▶ Exercise requirements
Recast everything from the start of the records down to the line containing "point(366, 224)", both ends included, as a numbered list with blank lines left out. Leave the pictures out of your answer.

▶ Provided data
— begin —
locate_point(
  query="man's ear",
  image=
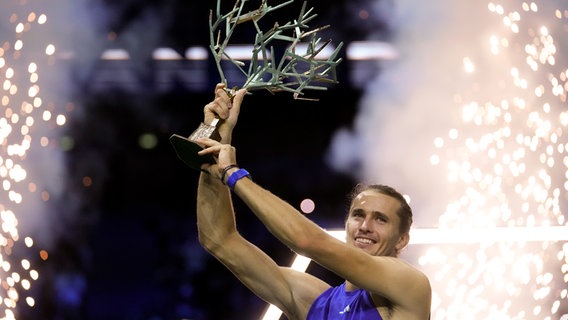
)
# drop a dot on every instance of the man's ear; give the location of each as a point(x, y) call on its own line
point(402, 242)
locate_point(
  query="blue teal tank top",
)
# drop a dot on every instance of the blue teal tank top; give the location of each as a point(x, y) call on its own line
point(336, 303)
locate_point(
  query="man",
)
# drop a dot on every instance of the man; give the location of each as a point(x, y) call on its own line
point(377, 285)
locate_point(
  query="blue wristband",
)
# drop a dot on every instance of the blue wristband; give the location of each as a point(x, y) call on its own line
point(236, 176)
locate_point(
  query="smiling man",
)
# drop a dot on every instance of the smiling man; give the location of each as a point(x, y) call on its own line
point(378, 285)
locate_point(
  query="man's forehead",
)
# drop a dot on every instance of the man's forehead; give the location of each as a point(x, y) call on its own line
point(372, 197)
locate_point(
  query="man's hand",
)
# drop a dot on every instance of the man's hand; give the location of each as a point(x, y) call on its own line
point(224, 154)
point(225, 107)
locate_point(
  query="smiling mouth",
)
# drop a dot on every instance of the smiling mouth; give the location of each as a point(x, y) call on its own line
point(364, 241)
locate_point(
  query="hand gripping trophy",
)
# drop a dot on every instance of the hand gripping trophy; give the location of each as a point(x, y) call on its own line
point(294, 72)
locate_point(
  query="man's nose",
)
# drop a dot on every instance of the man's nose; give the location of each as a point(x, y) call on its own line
point(366, 224)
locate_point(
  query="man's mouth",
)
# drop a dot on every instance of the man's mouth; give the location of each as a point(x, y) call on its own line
point(364, 241)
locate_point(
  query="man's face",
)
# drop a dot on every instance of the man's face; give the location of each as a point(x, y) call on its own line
point(373, 225)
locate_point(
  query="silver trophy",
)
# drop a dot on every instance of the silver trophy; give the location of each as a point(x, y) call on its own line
point(297, 70)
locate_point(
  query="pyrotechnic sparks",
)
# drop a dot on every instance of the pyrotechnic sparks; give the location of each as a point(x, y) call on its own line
point(485, 146)
point(25, 114)
point(507, 165)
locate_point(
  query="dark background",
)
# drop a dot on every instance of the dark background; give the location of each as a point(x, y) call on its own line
point(131, 250)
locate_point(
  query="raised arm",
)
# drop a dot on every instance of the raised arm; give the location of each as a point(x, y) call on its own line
point(219, 236)
point(388, 277)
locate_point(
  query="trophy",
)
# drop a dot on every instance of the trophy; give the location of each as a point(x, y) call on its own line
point(294, 72)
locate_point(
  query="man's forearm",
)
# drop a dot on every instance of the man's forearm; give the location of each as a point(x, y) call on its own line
point(280, 218)
point(215, 218)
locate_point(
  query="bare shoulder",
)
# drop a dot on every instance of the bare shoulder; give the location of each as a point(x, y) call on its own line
point(304, 289)
point(405, 288)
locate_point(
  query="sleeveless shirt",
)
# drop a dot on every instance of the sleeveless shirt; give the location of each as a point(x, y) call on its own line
point(336, 303)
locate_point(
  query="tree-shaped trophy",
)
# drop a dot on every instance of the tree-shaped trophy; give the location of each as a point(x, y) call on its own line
point(294, 72)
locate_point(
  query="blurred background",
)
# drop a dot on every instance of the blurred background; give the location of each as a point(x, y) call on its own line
point(459, 105)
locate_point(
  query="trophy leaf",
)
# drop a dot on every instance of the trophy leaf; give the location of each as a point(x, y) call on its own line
point(295, 71)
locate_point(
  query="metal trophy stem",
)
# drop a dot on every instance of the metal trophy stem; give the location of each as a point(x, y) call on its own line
point(187, 148)
point(297, 70)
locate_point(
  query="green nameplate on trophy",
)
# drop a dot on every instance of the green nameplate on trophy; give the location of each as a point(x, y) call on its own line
point(294, 72)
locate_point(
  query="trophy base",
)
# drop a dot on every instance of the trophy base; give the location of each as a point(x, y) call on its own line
point(187, 150)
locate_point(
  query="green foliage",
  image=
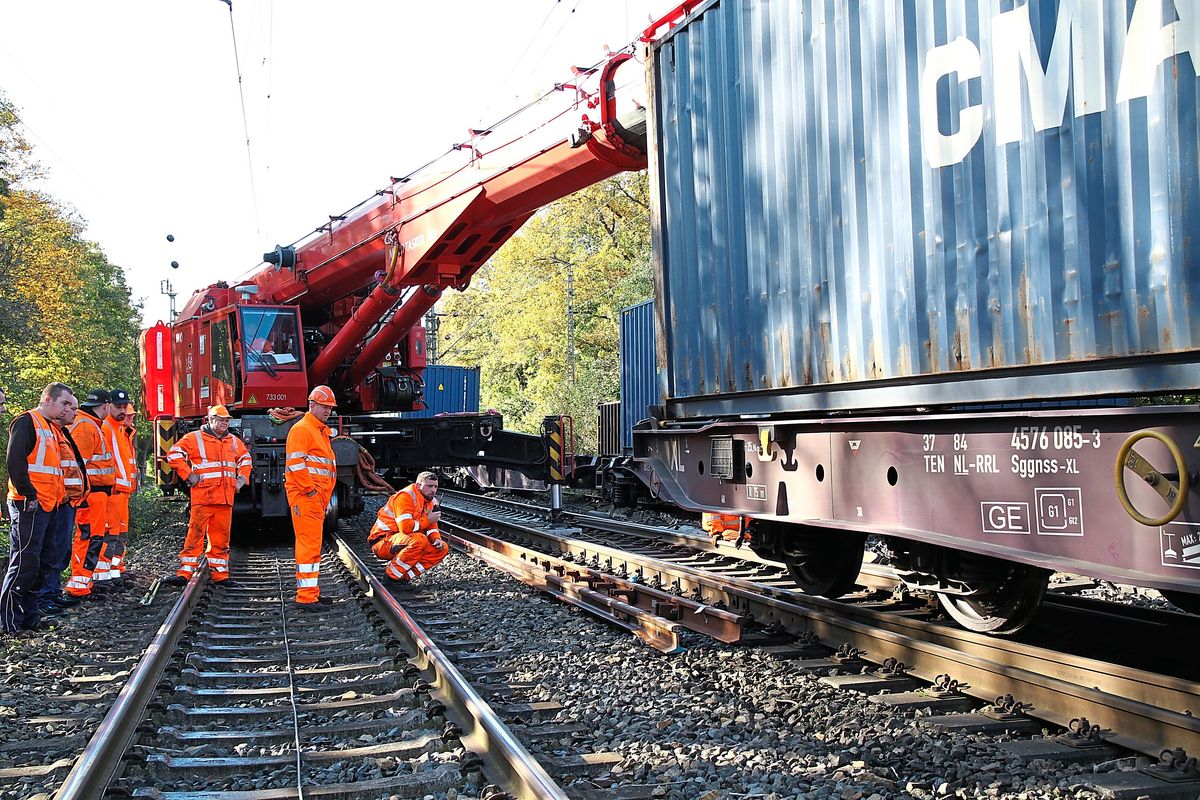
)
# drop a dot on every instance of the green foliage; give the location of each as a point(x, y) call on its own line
point(514, 322)
point(66, 313)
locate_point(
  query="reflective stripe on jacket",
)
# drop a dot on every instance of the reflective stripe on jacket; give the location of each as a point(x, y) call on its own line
point(45, 465)
point(310, 459)
point(125, 461)
point(217, 462)
point(73, 481)
point(406, 512)
point(96, 453)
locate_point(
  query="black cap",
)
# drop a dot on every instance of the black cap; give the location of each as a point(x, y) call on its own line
point(97, 397)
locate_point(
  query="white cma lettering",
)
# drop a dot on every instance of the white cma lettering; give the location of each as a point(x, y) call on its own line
point(1149, 43)
point(1077, 58)
point(960, 58)
point(1014, 52)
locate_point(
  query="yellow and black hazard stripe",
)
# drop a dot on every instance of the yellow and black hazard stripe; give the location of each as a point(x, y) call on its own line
point(165, 428)
point(553, 433)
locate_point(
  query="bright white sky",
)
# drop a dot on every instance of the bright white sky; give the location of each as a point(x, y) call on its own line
point(133, 109)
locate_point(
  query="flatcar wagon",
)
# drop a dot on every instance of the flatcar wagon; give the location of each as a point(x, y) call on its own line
point(897, 245)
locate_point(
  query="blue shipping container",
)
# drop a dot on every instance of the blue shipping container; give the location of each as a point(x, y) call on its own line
point(448, 390)
point(892, 204)
point(639, 370)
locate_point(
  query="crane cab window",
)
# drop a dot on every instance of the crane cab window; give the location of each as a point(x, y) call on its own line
point(270, 340)
point(222, 355)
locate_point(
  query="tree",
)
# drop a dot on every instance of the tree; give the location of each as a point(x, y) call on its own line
point(541, 318)
point(66, 313)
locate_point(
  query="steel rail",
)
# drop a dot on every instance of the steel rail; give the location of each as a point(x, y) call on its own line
point(100, 759)
point(871, 576)
point(1147, 711)
point(695, 615)
point(658, 632)
point(484, 732)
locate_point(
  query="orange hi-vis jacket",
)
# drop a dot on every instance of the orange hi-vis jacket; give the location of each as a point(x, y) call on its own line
point(45, 465)
point(73, 481)
point(720, 523)
point(406, 512)
point(216, 461)
point(125, 459)
point(96, 453)
point(310, 463)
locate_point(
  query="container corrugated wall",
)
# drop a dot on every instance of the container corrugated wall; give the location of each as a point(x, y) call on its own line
point(881, 193)
point(639, 371)
point(609, 433)
point(448, 390)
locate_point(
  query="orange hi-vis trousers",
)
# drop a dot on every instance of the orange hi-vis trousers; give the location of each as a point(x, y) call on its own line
point(211, 521)
point(91, 519)
point(408, 557)
point(113, 557)
point(307, 521)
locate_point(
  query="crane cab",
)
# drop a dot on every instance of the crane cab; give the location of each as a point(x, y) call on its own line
point(246, 356)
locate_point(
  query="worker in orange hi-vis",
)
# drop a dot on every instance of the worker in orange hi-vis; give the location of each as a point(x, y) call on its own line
point(406, 531)
point(215, 464)
point(727, 527)
point(112, 559)
point(310, 480)
point(91, 518)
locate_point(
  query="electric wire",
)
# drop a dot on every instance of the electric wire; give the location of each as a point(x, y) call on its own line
point(245, 122)
point(557, 34)
point(529, 43)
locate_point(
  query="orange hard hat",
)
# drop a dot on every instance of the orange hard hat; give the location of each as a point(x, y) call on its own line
point(323, 395)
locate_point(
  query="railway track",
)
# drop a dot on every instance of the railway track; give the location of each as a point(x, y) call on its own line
point(241, 696)
point(881, 644)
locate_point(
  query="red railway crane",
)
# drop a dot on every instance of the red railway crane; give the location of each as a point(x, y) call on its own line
point(345, 306)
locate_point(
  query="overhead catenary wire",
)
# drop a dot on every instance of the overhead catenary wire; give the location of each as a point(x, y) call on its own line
point(557, 34)
point(533, 38)
point(245, 122)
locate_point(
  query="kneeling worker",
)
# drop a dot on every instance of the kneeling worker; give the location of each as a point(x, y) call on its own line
point(729, 527)
point(406, 531)
point(215, 464)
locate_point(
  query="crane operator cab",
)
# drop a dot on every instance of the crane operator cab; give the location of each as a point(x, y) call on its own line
point(270, 340)
point(249, 358)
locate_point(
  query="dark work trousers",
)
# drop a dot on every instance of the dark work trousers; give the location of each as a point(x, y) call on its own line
point(55, 555)
point(18, 595)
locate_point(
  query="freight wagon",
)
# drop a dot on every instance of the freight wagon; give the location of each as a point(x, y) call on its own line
point(870, 217)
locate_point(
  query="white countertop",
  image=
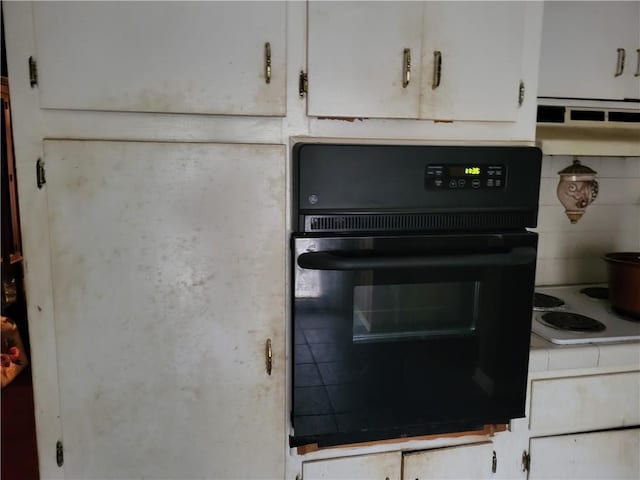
— end —
▶ Answer
1. locate_point(
2.   query="man's ear",
3.   image=
4. )
5. # drop a dot on every instance of the man's ear; give the location of each as a point(x, y) call on its own line
6. point(402, 242)
7. locate_point(
8.   query="blue teal tank top",
9. )
10. # drop a dot on every instance of the blue teal tank top; give the location of each as a point(x, y) call on its own line
11. point(336, 303)
12. locate_point(
13.   query="man",
14. )
15. # drop a dot on every instance of the man; give the location of each as a point(x, y) call on its own line
16. point(377, 285)
17. locate_point(
18.   query="blue wristband",
19. )
20. # drop a dot on every instance of the blue wristband; give the location of each as a point(x, y) call on its own line
21. point(236, 176)
22. locate_point(
23.   query="smiling man",
24. )
25. # drop a dot on every instance of the smiling man; give the location of each as a point(x, y) call on its own line
26. point(378, 285)
27. locate_point(
28.   query="man's forehead",
29. )
30. # drop a dot on every instance of the man's forehead; give the location of each as a point(x, y) call on its own line
31. point(372, 197)
32. locate_point(
33.   query="man's hand",
34. )
35. # drop a dot on every instance of the man's hand; give the location of each as a point(x, y) call on its own line
36. point(224, 154)
37. point(225, 107)
38. locate_point(
39.   query="smiling mouth",
40. )
41. # drop a dot on every instance of the smiling mouth; give the location of each as a point(x, y) call on its own line
42. point(364, 241)
43. locate_point(
44.   query="hand gripping trophy",
45. )
46. # drop a dot on every instance of the hand gripping trophy; give the location of each as a point(x, y) call on its own line
47. point(294, 72)
48. locate_point(
49.   query="man's nose",
50. )
51. # drop a dot on every instance of the man's nose; give the location of each as a point(x, y) call on its own line
52. point(366, 224)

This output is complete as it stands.